▶ _Extracted information_:
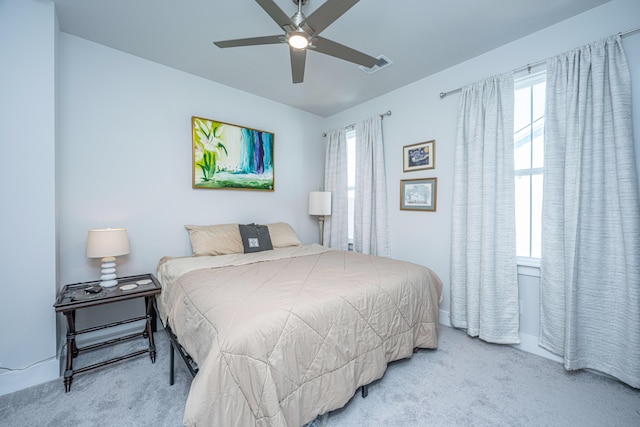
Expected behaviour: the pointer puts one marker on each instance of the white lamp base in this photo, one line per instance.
(321, 226)
(108, 272)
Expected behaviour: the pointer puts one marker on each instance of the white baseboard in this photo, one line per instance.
(528, 343)
(39, 373)
(51, 369)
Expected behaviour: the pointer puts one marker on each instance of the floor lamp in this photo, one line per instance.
(320, 206)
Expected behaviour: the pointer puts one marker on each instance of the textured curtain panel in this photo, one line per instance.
(484, 281)
(590, 270)
(371, 226)
(335, 180)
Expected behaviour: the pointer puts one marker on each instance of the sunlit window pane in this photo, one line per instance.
(529, 112)
(522, 112)
(351, 181)
(539, 94)
(522, 128)
(523, 209)
(536, 215)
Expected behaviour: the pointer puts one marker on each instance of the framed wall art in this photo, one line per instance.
(418, 194)
(419, 156)
(227, 156)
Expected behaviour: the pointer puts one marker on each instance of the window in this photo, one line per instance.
(351, 180)
(529, 161)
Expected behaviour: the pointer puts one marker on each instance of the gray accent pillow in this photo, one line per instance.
(255, 238)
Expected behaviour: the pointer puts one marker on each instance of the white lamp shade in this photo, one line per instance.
(107, 242)
(320, 203)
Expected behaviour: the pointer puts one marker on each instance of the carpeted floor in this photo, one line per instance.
(466, 382)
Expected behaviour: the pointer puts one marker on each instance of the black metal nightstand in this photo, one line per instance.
(75, 296)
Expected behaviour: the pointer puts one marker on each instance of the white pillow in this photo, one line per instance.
(221, 239)
(282, 235)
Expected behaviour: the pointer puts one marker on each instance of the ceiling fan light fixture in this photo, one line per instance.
(298, 39)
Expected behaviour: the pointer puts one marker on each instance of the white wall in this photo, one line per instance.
(420, 115)
(27, 189)
(125, 159)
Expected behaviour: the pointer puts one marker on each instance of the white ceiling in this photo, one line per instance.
(420, 37)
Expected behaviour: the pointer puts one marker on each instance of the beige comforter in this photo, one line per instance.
(285, 335)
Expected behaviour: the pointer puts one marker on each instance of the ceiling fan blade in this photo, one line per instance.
(298, 60)
(326, 14)
(338, 50)
(275, 13)
(250, 42)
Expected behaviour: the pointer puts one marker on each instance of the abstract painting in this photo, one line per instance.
(419, 156)
(227, 156)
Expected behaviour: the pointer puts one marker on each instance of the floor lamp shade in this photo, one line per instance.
(107, 243)
(320, 203)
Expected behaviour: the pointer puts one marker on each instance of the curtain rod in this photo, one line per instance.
(533, 64)
(352, 125)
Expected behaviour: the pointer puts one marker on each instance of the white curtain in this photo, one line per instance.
(335, 180)
(484, 281)
(371, 228)
(590, 270)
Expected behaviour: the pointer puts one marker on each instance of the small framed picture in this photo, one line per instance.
(419, 156)
(418, 194)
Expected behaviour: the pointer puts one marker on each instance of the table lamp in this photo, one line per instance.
(107, 243)
(320, 205)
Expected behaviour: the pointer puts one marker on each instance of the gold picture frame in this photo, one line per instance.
(418, 194)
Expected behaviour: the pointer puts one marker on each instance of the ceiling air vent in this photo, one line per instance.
(383, 62)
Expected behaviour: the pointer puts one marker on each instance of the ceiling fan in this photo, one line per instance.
(302, 33)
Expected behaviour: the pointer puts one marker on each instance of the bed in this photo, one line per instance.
(281, 336)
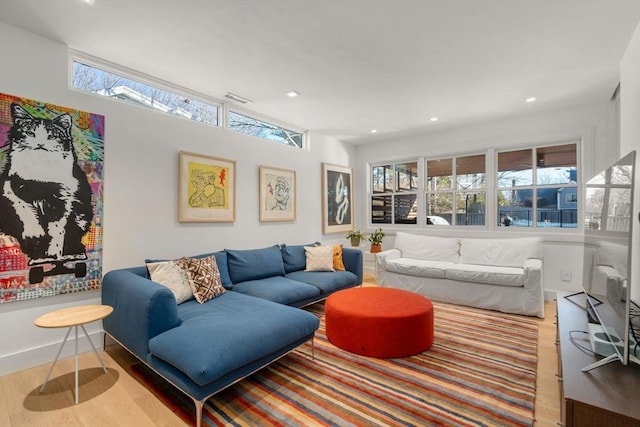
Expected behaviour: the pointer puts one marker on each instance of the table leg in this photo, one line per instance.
(76, 329)
(55, 360)
(104, 368)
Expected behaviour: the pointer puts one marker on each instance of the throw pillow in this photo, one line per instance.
(172, 276)
(319, 258)
(338, 265)
(204, 277)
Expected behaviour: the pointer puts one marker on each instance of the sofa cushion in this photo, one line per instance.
(319, 258)
(427, 247)
(294, 257)
(418, 267)
(277, 289)
(326, 282)
(172, 276)
(228, 333)
(500, 252)
(204, 277)
(254, 264)
(493, 275)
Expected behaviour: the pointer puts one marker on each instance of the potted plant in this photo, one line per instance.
(355, 236)
(376, 241)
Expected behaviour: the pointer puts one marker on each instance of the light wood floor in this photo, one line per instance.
(118, 399)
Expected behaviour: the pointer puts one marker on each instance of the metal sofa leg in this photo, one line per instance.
(199, 404)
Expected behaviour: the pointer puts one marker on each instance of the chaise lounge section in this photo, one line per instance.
(202, 348)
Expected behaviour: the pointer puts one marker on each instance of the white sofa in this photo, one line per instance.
(495, 274)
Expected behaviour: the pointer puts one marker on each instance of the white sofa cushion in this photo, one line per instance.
(418, 267)
(500, 252)
(613, 255)
(429, 248)
(503, 276)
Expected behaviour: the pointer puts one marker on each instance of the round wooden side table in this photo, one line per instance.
(71, 318)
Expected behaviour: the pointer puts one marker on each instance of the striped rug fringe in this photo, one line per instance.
(480, 371)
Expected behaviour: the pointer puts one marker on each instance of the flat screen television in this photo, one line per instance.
(612, 290)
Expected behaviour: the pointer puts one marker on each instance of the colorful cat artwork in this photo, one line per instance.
(45, 197)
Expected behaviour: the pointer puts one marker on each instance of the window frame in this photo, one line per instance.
(537, 188)
(394, 193)
(454, 189)
(223, 108)
(491, 187)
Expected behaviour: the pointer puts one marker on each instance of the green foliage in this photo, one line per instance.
(355, 234)
(376, 237)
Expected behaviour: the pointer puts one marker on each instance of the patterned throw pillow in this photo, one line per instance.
(204, 277)
(338, 265)
(319, 258)
(172, 276)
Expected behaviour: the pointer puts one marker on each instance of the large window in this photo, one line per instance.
(455, 191)
(528, 188)
(112, 85)
(538, 187)
(115, 85)
(262, 129)
(395, 193)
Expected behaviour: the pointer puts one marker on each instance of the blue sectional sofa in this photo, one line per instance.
(204, 348)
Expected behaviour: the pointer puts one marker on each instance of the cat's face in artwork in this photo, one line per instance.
(47, 135)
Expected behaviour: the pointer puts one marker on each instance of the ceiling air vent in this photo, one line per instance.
(237, 98)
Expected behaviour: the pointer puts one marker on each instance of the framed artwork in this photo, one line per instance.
(51, 229)
(277, 194)
(337, 199)
(207, 191)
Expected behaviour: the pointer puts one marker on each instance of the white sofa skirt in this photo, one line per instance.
(527, 299)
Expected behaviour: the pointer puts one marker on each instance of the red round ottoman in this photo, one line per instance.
(379, 322)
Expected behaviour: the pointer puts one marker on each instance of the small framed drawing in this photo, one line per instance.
(277, 194)
(207, 191)
(337, 199)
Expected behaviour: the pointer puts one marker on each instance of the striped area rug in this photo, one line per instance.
(480, 371)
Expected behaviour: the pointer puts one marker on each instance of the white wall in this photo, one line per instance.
(140, 188)
(563, 248)
(630, 138)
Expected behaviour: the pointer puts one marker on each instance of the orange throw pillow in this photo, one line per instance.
(337, 258)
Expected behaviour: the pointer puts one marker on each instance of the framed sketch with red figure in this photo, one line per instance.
(206, 189)
(337, 199)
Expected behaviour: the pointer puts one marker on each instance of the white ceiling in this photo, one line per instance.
(359, 65)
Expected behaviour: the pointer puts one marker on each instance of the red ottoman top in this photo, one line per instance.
(379, 322)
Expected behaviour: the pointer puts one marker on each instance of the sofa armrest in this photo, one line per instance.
(352, 259)
(384, 256)
(532, 273)
(142, 309)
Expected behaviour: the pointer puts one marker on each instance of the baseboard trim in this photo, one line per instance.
(45, 354)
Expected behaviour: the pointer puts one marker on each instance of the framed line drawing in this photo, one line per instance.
(207, 189)
(277, 194)
(337, 199)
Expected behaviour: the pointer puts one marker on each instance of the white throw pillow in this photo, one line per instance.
(172, 276)
(319, 258)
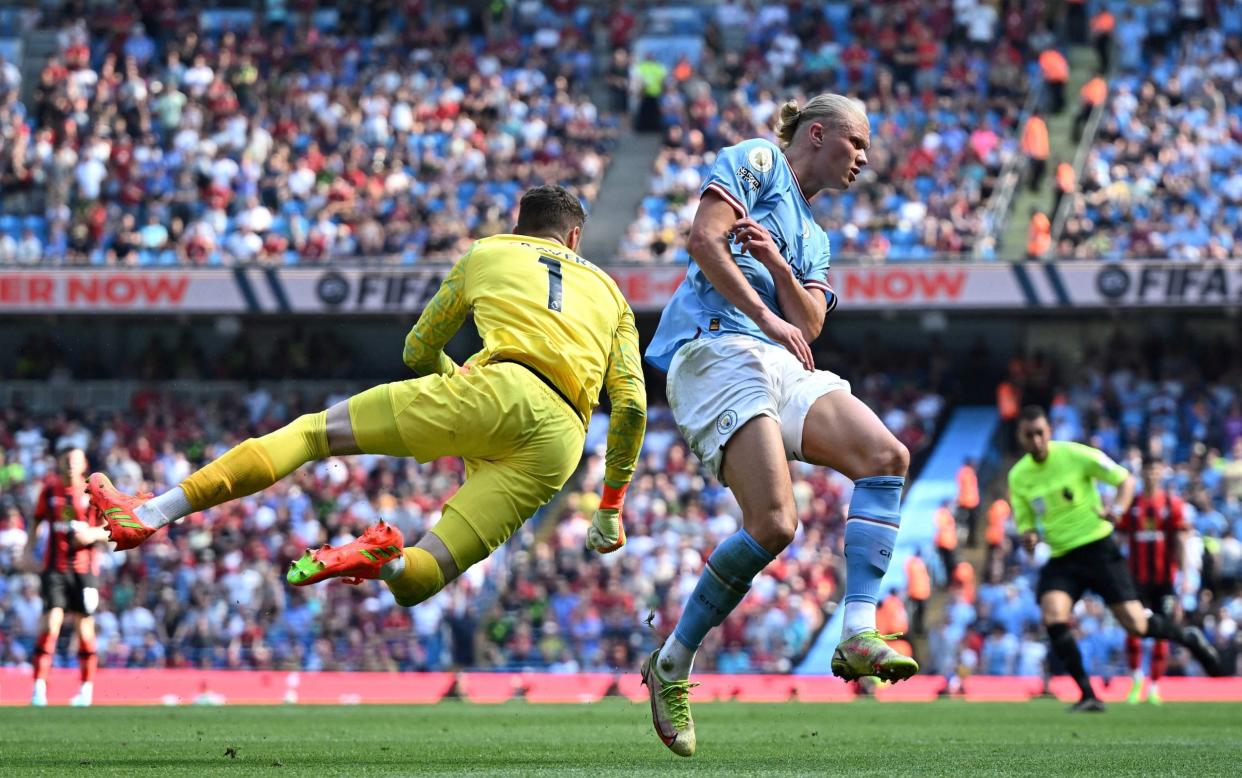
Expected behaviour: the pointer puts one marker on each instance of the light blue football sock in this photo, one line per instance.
(871, 531)
(724, 582)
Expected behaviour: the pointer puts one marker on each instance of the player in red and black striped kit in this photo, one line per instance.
(70, 571)
(1154, 531)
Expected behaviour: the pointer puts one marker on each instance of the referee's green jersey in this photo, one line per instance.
(1060, 496)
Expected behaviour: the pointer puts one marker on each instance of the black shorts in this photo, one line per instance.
(1097, 566)
(72, 592)
(1156, 598)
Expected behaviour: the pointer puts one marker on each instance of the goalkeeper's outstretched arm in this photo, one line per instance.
(440, 321)
(627, 392)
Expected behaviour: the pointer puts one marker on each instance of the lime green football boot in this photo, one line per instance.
(670, 709)
(866, 654)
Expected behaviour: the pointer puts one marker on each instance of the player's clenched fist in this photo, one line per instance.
(607, 532)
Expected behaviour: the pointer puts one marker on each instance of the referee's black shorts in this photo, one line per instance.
(1097, 566)
(72, 592)
(1156, 597)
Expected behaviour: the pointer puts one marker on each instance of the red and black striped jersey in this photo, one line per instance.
(56, 505)
(1153, 523)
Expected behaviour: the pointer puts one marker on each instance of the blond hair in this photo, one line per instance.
(835, 111)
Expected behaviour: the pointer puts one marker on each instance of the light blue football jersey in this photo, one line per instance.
(755, 179)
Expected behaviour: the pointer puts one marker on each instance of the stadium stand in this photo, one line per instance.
(162, 136)
(211, 594)
(944, 96)
(1163, 174)
(1181, 404)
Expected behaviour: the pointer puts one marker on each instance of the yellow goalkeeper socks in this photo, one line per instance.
(260, 462)
(420, 579)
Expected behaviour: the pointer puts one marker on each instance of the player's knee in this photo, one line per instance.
(774, 528)
(891, 460)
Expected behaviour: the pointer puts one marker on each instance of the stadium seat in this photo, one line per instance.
(488, 687)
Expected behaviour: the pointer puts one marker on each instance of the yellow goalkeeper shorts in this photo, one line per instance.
(519, 439)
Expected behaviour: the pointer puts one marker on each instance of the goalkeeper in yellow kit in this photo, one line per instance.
(555, 329)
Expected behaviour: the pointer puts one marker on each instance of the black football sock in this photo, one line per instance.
(1066, 649)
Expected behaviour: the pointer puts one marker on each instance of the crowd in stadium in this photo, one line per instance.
(160, 136)
(211, 592)
(1164, 174)
(154, 138)
(1128, 399)
(944, 93)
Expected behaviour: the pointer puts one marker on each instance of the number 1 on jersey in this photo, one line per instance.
(554, 286)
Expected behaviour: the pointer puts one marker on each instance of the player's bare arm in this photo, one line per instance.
(709, 245)
(804, 308)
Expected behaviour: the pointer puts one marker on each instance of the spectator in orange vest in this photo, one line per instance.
(1093, 93)
(683, 70)
(891, 619)
(1102, 26)
(964, 578)
(997, 516)
(1038, 236)
(1035, 146)
(918, 589)
(1066, 185)
(968, 501)
(947, 537)
(1056, 73)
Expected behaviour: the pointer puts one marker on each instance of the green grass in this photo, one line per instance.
(615, 738)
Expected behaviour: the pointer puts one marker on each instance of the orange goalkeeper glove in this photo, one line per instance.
(607, 532)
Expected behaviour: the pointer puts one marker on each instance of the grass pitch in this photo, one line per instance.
(615, 738)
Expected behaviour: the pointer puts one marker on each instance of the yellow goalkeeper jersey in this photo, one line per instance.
(537, 302)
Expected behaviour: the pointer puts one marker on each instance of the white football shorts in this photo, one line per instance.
(718, 384)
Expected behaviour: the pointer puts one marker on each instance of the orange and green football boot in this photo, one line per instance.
(353, 562)
(866, 654)
(117, 511)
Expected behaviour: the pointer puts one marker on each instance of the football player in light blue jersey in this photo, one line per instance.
(744, 390)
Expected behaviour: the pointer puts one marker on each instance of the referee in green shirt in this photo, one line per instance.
(1053, 490)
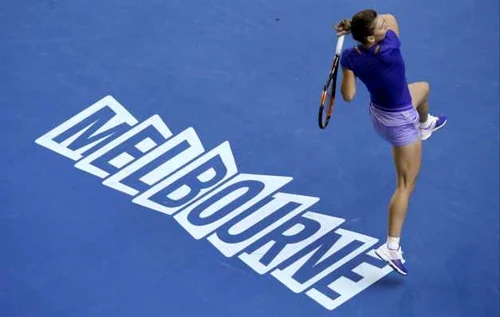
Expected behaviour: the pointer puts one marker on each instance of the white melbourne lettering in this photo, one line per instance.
(241, 215)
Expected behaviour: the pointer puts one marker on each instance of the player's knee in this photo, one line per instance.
(426, 88)
(406, 184)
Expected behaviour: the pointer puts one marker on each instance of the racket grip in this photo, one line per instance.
(340, 43)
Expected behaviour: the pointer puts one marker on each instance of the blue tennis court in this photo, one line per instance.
(163, 158)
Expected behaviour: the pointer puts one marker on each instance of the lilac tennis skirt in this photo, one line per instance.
(398, 127)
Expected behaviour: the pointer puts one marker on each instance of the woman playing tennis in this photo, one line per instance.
(399, 111)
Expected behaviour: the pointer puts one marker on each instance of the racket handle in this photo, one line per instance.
(340, 43)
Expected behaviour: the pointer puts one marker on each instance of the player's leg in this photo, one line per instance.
(420, 97)
(407, 160)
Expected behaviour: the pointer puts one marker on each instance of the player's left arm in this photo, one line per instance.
(348, 87)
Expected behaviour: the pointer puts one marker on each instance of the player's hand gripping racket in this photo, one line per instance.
(328, 94)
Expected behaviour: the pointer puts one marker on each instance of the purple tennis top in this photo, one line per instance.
(383, 73)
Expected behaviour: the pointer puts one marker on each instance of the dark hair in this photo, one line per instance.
(363, 24)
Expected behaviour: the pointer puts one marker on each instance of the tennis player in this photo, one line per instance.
(399, 111)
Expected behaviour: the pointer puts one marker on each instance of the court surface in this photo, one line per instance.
(162, 158)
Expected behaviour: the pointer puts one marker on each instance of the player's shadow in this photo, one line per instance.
(389, 281)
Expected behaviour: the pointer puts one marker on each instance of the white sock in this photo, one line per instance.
(393, 243)
(427, 123)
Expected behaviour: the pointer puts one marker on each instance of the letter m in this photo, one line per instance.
(97, 125)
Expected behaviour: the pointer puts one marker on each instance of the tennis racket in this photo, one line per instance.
(328, 94)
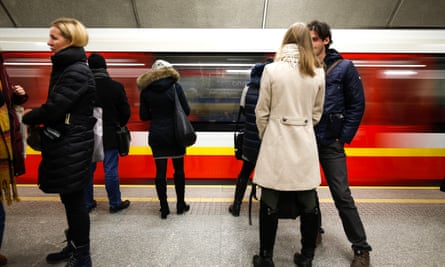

▶ _What you will do_: Starting at the line that contains "the white throw" and ending with the line that contains "(1060, 496)", write these lines out again with "one marker" replaced by "a single marker" and nothing else changed. Leave the pictures out.

▶ _Output below_:
Expected behaviour: the pointer puts a single marker on each instance of the white throw pillow in this photo, one line per instance.
(172, 276)
(319, 258)
Expected behaviour: the pointer puts a single marker on each instance of the light blue football sock in this photo, one line per instance.
(871, 531)
(724, 582)
Expected behaviour: the pointer puts a single marker on each instance of the player in red and black striped kit in this photo, one line per instance.
(70, 571)
(1154, 531)
Expected behaviour: the pointer puts a single marker on each instance of the referee's green jersey in this photo, one line per instance.
(1060, 496)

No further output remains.